▶ Exercise aim:
The output is the line containing "Target: person walking" plus every later line down to the end of the listing below, copied exactly. No pictures belong in it.
*** Recorded information ***
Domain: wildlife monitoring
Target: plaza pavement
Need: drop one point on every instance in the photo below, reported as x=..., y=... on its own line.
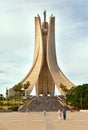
x=37, y=121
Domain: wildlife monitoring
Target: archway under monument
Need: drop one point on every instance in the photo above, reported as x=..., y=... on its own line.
x=45, y=73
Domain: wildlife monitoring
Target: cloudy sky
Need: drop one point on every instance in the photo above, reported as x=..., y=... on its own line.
x=17, y=38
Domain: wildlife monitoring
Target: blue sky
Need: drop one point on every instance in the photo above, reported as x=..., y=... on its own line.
x=17, y=38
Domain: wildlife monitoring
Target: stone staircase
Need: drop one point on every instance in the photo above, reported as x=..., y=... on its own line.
x=48, y=103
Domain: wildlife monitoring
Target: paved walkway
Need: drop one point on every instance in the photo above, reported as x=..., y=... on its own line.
x=37, y=121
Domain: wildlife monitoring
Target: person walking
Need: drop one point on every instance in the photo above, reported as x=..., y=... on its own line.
x=59, y=113
x=44, y=112
x=64, y=114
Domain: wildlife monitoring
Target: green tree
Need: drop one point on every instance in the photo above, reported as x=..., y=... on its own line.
x=78, y=96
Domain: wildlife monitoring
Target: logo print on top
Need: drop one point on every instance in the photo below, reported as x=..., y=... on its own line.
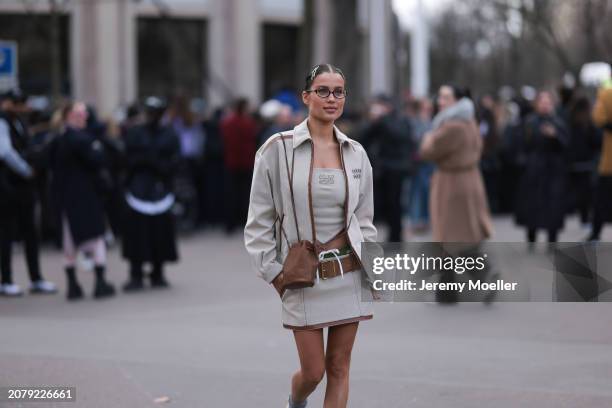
***
▶ Exercise answer:
Target: person walking
Need: drop one point on every instance in the photo above, reported as x=..., y=... on its own line.
x=59, y=113
x=44, y=112
x=64, y=114
Domain: wildlife monitoring
Target: green tree
Need: drop one point on every instance in the photo above, reported as x=..., y=... on its own line.
x=78, y=96
Domain: wildlife monitoring
Target: logo print on top
Need: drop one point on every instance in the photo below, reported as x=..., y=... on its own line.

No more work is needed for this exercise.